Locate the line containing "Objective — drop one pin on each instance of the dark" in the data below. Reproduce it and every following line up to the end, exactly as given.

# start of Information provided

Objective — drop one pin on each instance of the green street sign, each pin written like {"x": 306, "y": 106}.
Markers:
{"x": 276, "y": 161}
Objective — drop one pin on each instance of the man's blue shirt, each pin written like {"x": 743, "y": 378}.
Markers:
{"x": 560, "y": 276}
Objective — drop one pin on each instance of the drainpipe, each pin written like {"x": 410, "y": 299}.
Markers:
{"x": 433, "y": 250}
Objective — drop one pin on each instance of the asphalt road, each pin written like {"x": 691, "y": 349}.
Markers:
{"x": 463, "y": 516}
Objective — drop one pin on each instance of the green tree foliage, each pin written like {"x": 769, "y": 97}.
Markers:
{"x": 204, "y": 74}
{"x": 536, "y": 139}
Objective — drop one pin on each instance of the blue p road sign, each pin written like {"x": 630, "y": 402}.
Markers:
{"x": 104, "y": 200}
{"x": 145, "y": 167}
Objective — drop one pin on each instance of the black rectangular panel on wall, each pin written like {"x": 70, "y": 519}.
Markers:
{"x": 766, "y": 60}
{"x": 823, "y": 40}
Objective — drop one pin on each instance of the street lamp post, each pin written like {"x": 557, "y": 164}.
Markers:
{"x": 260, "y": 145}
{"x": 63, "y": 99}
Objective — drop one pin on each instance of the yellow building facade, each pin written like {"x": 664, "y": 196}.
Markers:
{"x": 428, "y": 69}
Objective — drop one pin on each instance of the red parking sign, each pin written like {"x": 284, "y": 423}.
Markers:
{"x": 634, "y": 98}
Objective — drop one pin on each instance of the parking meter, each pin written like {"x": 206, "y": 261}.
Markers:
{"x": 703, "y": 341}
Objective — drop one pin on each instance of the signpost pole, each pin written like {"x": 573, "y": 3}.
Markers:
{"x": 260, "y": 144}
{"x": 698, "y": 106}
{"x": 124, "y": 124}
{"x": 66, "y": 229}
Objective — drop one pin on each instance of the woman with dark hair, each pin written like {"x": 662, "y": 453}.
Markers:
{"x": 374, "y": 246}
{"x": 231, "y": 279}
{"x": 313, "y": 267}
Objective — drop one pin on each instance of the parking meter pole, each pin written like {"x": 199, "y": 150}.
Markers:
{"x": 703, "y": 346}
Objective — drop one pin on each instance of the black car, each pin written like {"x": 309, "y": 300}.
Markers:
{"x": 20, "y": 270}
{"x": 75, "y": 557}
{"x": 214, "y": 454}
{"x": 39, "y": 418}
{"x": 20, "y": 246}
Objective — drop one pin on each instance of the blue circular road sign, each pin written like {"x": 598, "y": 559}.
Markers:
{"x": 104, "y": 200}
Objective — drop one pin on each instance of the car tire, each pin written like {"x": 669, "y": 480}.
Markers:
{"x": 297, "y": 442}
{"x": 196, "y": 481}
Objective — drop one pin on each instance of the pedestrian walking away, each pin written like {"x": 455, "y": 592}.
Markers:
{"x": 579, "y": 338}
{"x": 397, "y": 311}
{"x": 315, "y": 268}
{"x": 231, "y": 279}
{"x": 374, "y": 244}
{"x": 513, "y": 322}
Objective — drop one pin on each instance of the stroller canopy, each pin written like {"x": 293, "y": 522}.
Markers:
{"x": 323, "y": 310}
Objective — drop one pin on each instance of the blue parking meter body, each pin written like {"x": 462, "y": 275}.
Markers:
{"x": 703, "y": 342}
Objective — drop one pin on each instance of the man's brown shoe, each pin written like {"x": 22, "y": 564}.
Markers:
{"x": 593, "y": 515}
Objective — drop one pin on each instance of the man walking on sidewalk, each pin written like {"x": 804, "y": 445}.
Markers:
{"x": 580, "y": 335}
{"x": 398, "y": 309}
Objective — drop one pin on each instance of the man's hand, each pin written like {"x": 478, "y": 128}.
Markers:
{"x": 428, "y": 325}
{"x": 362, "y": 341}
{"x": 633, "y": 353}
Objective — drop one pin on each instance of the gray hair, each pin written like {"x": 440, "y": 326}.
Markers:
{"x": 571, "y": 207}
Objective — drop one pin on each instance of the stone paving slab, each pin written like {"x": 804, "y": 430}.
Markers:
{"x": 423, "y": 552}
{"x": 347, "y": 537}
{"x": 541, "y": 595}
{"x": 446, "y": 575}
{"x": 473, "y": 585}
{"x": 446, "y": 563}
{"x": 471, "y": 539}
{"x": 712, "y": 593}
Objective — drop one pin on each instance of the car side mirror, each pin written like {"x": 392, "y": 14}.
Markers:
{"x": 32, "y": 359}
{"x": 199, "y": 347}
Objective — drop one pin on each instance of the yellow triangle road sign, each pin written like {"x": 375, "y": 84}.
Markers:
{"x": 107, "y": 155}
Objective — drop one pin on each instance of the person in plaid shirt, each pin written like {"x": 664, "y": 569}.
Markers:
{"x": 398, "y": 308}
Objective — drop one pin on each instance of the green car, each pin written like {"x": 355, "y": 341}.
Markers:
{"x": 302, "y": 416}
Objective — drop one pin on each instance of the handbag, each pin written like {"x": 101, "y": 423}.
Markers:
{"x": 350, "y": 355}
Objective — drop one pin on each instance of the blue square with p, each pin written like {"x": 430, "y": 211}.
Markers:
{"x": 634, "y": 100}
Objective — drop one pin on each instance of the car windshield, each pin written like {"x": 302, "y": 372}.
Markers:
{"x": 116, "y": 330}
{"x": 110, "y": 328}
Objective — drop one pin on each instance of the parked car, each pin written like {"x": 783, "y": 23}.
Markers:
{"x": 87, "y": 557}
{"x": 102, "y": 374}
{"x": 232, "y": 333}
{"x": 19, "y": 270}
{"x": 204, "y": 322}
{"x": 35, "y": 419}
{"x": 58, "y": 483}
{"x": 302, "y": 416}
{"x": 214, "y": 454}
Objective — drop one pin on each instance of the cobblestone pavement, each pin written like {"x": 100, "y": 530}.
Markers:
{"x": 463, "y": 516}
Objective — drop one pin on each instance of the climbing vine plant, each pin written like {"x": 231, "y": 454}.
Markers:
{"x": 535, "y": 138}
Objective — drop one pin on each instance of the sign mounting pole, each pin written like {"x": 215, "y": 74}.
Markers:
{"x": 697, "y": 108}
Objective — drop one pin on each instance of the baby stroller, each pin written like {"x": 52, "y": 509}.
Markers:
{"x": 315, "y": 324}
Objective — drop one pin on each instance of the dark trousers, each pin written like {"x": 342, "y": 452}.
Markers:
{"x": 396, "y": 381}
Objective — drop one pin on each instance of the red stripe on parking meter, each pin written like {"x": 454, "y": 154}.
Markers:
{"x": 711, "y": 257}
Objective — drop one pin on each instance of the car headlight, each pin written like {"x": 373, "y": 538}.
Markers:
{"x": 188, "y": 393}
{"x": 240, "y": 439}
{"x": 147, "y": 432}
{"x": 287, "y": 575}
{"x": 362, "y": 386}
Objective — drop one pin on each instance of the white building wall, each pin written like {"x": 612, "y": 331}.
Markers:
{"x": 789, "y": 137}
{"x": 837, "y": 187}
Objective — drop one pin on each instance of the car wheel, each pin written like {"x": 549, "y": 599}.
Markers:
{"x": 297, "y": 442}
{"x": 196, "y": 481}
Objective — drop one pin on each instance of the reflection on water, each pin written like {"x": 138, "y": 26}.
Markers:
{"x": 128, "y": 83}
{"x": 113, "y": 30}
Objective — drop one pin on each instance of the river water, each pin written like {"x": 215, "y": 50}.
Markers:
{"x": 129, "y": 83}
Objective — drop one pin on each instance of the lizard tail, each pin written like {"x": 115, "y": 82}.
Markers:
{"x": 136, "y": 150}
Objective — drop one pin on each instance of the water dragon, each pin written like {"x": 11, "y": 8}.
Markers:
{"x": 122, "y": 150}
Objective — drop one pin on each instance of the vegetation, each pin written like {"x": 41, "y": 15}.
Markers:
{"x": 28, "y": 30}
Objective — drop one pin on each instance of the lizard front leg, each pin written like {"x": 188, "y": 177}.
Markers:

# end of Information provided

» **Answer to this task**:
Objective — drop one pin on each instance of the dark trousers, each pin written like {"x": 342, "y": 452}.
Markers:
{"x": 396, "y": 381}
Objective — drop one pin on each instance of the red stripe on parking meter, each pin written like {"x": 454, "y": 154}.
Markers:
{"x": 711, "y": 257}
Objective — drop one pin on each instance of the car headlight, each pin written like {"x": 373, "y": 538}.
Markers:
{"x": 188, "y": 393}
{"x": 240, "y": 439}
{"x": 147, "y": 432}
{"x": 287, "y": 575}
{"x": 362, "y": 386}
Objective — drop one pin on each instance of the white building wall, each pin written like {"x": 612, "y": 331}.
Markers:
{"x": 789, "y": 137}
{"x": 837, "y": 187}
Objective — drop one pin on each instance of the car wheel, each pin written like {"x": 549, "y": 599}.
Markers:
{"x": 297, "y": 442}
{"x": 196, "y": 481}
Objective — drop one pin on each instance of the reflection on water, each pin written like {"x": 138, "y": 26}.
Markers:
{"x": 128, "y": 83}
{"x": 113, "y": 30}
Objective — drop one pin on each instance of the river water, each pin written like {"x": 215, "y": 50}.
Markers:
{"x": 129, "y": 83}
Objective — drop one pin on each instance of the lizard tail, each pin written like {"x": 115, "y": 82}.
Markers:
{"x": 136, "y": 150}
Objective — drop one pin on each instance of the water dragon, each pin written like {"x": 11, "y": 8}.
Markers:
{"x": 122, "y": 150}
Objective — drop one pin on each instance of the vegetation, each pin written like {"x": 41, "y": 15}.
Markers:
{"x": 28, "y": 30}
Objective — drop one pin on each instance of the lizard front leg, each pin written like {"x": 188, "y": 177}.
Markers:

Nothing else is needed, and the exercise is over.